SET TASK 1 — Tally the lines in the rows below that contain the string "person", with case counting. Give only the number.

8. Ἀμπλιᾶτον. S. H. refer to inscriptions showing that this common slave name occurs among the imperial household: but in particular, to a chamber in the cemetery of Domitilla, one of the earliest of Christian catacombs, containing the name AMPLIATI, in bold letters of the end of the first or beginning of the second century. The single personal name suggests a slave: the honour of an elaborately painted tomb suggests that he was very prominent in the earliest Roman Church: the connexion with Domitilla seems to show that it is the name of a slave or freedman through whom Christianity had penetrated into a second great Roman household. See the whole note.

Verse 9

9. Οὐρβανὸν. “A common slave name, found among the members of the (imperial) household,” S. H. The name of course tells us nothing as to nationality. He may have been a Jew or a Greek.

τὸν συνεργὸν ἡμῶν. Prob., as S. H., a general description of working in the same cause as S. Paul and his companions, not necessarily of personal fellowship; cf. Philemon 1:1 only: elsewhere always μου (Romans 16:3; Romans 16:21; Philippians 2:25; Philippians 4:3; 2 Corinthians 8:23 (ἐμὸς); Philemon 1:24).

Στάχυν. “Rare but found in the imperial household,” S. H.; cf. Witkowski, Ep. Priv., p. 73.

Verse 10

10. Ἀπελλῆν. A name borne by Jews; cf. Hor. Sat. I v. 100, see Lft.

τὸν δόκιμον ἐν Χρ. marks some special difficulty faithfully overcome; cf. 1 Corinthians 11:19; 2 Corinthians 10:18; 2 Timothy 2:15; James 1:12.

SET TASK 2 — According to the commentary above, what name is written in bold letters in a chamber in the cemetery of Domitilla?

DATASET EXTRACT —
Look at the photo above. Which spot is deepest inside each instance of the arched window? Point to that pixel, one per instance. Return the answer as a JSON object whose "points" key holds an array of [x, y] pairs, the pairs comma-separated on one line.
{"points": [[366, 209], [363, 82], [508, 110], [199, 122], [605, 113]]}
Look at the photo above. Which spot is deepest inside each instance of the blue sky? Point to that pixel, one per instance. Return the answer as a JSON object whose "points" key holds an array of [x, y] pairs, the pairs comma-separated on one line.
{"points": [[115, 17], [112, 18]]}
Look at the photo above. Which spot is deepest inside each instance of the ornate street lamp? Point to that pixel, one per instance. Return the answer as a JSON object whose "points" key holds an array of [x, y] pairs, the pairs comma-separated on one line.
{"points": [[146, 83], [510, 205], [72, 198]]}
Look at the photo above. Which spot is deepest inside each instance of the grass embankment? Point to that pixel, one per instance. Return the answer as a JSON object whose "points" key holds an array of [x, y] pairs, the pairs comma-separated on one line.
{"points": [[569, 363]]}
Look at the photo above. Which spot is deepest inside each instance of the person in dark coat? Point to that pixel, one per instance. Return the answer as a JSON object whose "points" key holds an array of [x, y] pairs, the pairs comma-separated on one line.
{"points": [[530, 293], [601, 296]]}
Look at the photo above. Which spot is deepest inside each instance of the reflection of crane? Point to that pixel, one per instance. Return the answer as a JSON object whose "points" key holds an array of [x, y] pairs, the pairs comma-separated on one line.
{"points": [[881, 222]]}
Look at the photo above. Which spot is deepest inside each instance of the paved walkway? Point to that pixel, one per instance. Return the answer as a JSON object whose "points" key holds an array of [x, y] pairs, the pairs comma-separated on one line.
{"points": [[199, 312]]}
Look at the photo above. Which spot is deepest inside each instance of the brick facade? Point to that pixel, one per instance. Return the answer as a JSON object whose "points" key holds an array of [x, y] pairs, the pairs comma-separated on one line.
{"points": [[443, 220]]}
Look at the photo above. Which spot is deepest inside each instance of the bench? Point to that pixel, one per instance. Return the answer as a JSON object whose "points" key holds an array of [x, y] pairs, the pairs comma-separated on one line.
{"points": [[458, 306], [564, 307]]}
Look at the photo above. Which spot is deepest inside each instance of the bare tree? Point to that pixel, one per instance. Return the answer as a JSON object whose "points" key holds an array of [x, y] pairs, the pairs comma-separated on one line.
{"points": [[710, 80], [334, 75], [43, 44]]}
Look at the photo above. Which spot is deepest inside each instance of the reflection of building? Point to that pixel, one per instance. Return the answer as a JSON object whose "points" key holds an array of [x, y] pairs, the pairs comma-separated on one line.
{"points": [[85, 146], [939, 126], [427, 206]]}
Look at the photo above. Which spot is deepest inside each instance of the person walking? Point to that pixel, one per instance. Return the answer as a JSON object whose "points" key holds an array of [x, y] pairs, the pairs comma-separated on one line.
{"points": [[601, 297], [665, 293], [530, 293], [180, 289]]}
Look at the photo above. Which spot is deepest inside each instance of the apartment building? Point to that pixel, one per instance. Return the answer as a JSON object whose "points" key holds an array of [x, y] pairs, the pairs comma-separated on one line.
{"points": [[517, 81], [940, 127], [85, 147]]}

CORRECT RESULT 1 — 2

CORRECT RESULT 2 — AMPLIATI